╭─ 제공 자료

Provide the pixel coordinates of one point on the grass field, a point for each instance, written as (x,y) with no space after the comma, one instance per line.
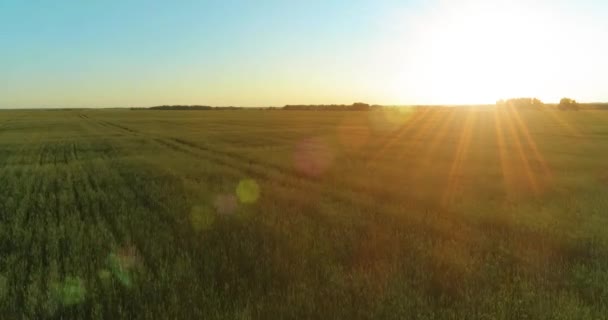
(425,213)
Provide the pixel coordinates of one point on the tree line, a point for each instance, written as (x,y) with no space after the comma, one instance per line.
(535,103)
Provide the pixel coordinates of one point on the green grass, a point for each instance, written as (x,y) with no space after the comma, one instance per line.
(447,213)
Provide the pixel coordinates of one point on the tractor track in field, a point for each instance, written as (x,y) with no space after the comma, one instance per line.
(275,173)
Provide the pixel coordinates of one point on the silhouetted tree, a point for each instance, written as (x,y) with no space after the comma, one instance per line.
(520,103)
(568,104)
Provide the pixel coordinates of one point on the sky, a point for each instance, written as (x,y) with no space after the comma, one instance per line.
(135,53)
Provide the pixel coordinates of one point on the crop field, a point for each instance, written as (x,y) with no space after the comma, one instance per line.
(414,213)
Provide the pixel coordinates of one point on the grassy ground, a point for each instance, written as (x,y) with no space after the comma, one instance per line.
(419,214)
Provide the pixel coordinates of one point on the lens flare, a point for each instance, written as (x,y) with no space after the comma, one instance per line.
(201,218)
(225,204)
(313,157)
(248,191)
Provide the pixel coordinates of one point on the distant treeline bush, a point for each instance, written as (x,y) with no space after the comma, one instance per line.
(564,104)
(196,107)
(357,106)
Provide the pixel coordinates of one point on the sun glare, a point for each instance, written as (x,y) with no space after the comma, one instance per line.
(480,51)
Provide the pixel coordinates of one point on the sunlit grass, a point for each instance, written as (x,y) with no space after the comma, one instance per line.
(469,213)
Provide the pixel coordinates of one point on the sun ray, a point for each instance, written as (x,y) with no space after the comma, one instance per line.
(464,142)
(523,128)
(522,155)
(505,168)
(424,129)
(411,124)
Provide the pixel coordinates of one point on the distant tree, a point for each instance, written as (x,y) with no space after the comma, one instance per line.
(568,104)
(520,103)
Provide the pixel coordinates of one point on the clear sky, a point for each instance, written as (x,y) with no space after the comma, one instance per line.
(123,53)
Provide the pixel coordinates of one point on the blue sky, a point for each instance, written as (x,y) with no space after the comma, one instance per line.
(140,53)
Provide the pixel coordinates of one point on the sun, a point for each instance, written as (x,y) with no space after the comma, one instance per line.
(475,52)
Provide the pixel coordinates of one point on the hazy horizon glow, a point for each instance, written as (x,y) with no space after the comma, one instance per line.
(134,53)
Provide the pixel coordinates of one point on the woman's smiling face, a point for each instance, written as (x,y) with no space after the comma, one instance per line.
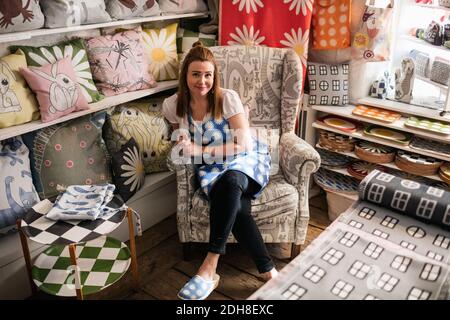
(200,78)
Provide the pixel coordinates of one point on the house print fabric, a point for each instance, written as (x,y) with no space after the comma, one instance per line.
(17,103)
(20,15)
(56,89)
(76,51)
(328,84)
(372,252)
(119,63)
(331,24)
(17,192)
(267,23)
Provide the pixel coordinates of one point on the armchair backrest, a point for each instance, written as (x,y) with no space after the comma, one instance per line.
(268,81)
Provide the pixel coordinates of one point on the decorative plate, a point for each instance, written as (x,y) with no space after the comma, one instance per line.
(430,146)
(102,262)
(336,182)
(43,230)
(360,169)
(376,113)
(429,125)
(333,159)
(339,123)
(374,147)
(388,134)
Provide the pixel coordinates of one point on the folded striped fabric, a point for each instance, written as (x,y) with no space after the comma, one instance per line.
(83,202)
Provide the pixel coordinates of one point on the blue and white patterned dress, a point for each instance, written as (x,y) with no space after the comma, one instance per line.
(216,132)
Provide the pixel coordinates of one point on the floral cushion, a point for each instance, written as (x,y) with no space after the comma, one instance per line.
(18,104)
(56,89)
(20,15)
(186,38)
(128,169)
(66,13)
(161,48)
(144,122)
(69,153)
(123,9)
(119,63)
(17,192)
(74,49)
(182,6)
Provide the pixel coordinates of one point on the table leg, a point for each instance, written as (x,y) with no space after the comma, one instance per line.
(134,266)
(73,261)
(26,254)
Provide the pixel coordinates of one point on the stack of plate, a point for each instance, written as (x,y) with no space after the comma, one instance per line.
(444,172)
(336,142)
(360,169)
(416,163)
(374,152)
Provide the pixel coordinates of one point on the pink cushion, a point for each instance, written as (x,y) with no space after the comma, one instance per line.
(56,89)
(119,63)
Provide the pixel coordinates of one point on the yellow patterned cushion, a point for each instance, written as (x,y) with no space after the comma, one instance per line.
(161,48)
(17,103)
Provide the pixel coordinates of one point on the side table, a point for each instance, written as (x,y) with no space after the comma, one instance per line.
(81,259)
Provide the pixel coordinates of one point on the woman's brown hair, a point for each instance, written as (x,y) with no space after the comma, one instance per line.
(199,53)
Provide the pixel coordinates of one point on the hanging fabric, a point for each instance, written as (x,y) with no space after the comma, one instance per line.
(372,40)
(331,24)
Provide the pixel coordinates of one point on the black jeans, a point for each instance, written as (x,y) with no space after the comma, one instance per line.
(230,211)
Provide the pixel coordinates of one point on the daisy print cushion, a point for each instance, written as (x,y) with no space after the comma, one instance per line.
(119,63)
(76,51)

╰─

- [목표]
위의 모든 행에서 "pixel coordinates"를 "image coordinates"로 바꾸고 나머지는 그대로 둔 채 다시 쓰세요. 답에는 그림을 넣지 마세요.

- [답안]
Provide the image coordinates of one point on the grass field, a point for each instance, written as (x,y) with no space after the comma, one instance per line.
(425,213)
Provide the image coordinates of one point on the tree line, a point for each instance, written as (x,y) with no space after the comma, one instance per line.
(535,103)
Provide the image coordinates of one point on the green grass, a point for each instance, written as (x,y) with no space after the comma, one instance per line.
(447,213)
Provide the image coordinates of one point on the tractor track in field, a point for each instance, written as (x,y) with no space after the comma, one instance per line.
(275,173)
Provide the image coordinates of one point on the silhouetted tree, a point for each instance, written as (x,y) with no space after the comma, one instance per line.
(520,103)
(568,104)
Provide the image coordinates of one point on the sky, a point for each instance, written as (x,y) with no space after the comma, one instance per line.
(135,53)
Provide the image coordinates of one point on the crop field, a point for each instance, written as (x,y) with no space after the comma, one instance per line.
(414,213)
Provide the image coordinates of one point on the grassy ground, a point for each instance, written as (x,y) with no space after the comma, one instance per line.
(419,214)
Provide the image coordinates of one point on the lens flare, a point for each instance, written as (x,y) with no space after the comma, one instance per line.
(201,218)
(225,204)
(313,157)
(248,191)
Provide the image coordinates of one point on the distant treeline bush, a point for each instance, written as (x,y) with no space after the comma, one instance per line.
(564,104)
(196,107)
(357,106)
Provide the image coordinates of one point on the sun glare, a point for each instance, written as (x,y) with no space after the comma, one instance per line.
(480,51)
Provide the image coordinates of one point on the sunlit grass, a point for each instance, written as (x,y) with no space after the comma, one instance per line.
(469,213)
Provide the image coordinates of one point on the sun ray, a point for each instance, written as (x,y) with no space after the comma, one instance per line.
(464,142)
(523,128)
(522,155)
(505,168)
(424,129)
(411,124)
Provide the image coordinates of one point on the distant tree, a point for each instance, written as (x,y) with no space after the comma, one instance per line.
(568,104)
(520,103)
Provide the image coordinates of one point on the clear sky, a point for each instance, written as (x,y) with no space after the comma, one instance per line.
(123,53)
Provide the image coordinates of one point on the blue sky, a point for each instance, written as (x,y) with no space after the comma, one instance per line.
(140,53)
Provide the image coordinates of one point on the sun, a point for each instance, written as (x,y) with no space after the comma, one instance per line.
(475,52)
Provide the image coordinates of one point on the hazy horizon glow, a point for each instance, written as (x,y) with no space after the comma, one instance per line.
(134,53)
Provide the image coordinates of one point on the woman's smiling face, a point for each instance, written as (x,y) with no space after the comma, one instance per line.
(200,78)
Provide the image coordinates of one point on the house print fabric, a point for each instance, written as (x,y) with no space after the comma, one instance per line.
(17,103)
(20,15)
(56,89)
(76,51)
(328,84)
(372,252)
(119,63)
(331,24)
(17,192)
(267,23)
Provide the image coordinates of one point on the armchair backrest, a point for each instance, written as (x,y) with no space after the comma, one instance per line.
(268,81)
Provide the image coordinates of one point on the decorative plate, a point for each instance, written as (x,y) with no space after the comma, one instance per line.
(430,146)
(102,262)
(336,182)
(43,230)
(360,169)
(376,113)
(429,125)
(333,159)
(339,123)
(374,147)
(388,134)
Provide the image coordinates of one point on the folded striped fabric, a point for each instance, written as (x,y) with no space after the comma, one instance per line.
(83,202)
Provide the image coordinates of one point on the blue and white patterned dress, a point for each instance, written as (x,y) with no space after the comma, one instance per line.
(216,132)
Provide the image coordinates of one point on the floral cushion, a point for each instance, written as (x,y) with no space after the comma, one instance per line.
(18,104)
(56,89)
(20,15)
(186,38)
(128,169)
(66,13)
(161,48)
(144,122)
(69,153)
(123,9)
(119,63)
(17,192)
(74,49)
(182,6)
Provide the image coordinates of one point on the table leg, a point for each instance, written as (x,y) with no space after the comma, one instance per line.
(134,266)
(73,261)
(26,254)
Provide the image coordinates of one point on the stack of plate, a point for each instance, written as (x,y) with no space after the comma, one instance per line.
(444,172)
(336,142)
(360,169)
(416,163)
(374,152)
Provide the image coordinates of one point on the pink cushion, a point for each instance, written as (x,y) with no space after the comma, one instance per line.
(56,89)
(119,63)
Provide the image coordinates of one point on the yellow patterned cushion, a point for each instance, written as (x,y) with no space after the comma, one instance per line.
(161,48)
(17,103)
Provide the image coordinates of one point on the side table, a point for each instance, written as (x,y) with no space after the comma, one instance per line.
(81,259)
Provide the image coordinates of one point on the woman's brown hair, a point for each instance, written as (x,y) with no space after the comma, one instance per line.
(199,53)
Provide the image coordinates of one point on the hanging fabric, a point for each instance, written as (x,y) with no space after the comma, one instance per line.
(372,40)
(331,24)
Provide the image coordinates of one point on the black jeans, a point for each instance, written as (x,y) with no space after the comma, one instance per line.
(230,211)
Provide the image coordinates of one point on the daisy print cushion, a point for each instance, written as (x,y) with no space after the comma, one instance per line.
(119,63)
(76,51)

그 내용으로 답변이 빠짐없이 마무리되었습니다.